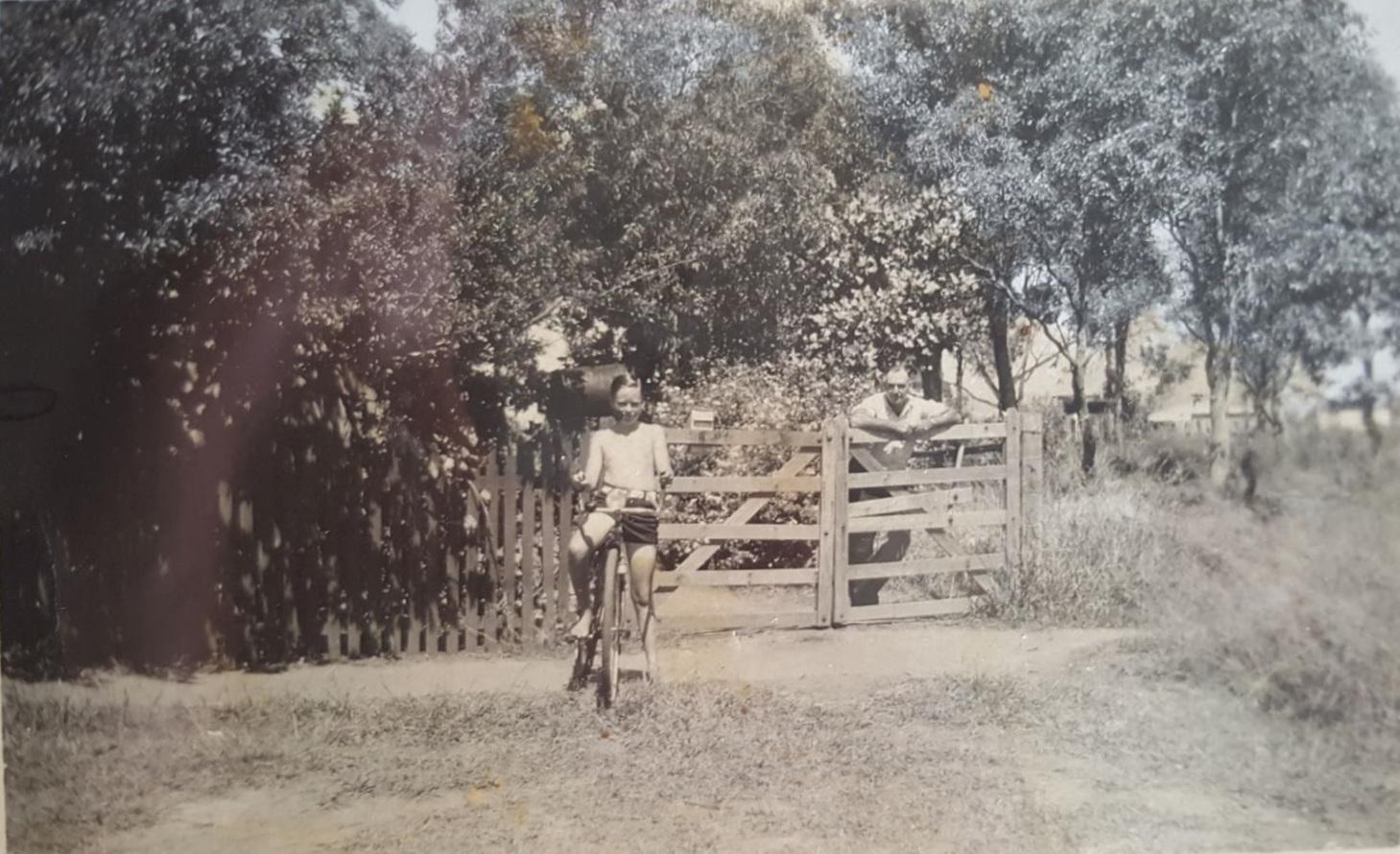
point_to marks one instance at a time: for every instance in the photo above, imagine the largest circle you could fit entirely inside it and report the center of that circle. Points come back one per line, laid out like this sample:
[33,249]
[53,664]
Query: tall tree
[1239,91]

==================================================

Recopiez mot pour mot toutes les lignes des entrées ci-dessus, en laissant les images de côté.

point_to marks one instance at a time: for every instance in the photo above, imagine the largest circle you could fit entirely inside it and report the center of that circle. Points come back one per line, laid out like this sample:
[33,249]
[53,664]
Query: tall tree
[1239,91]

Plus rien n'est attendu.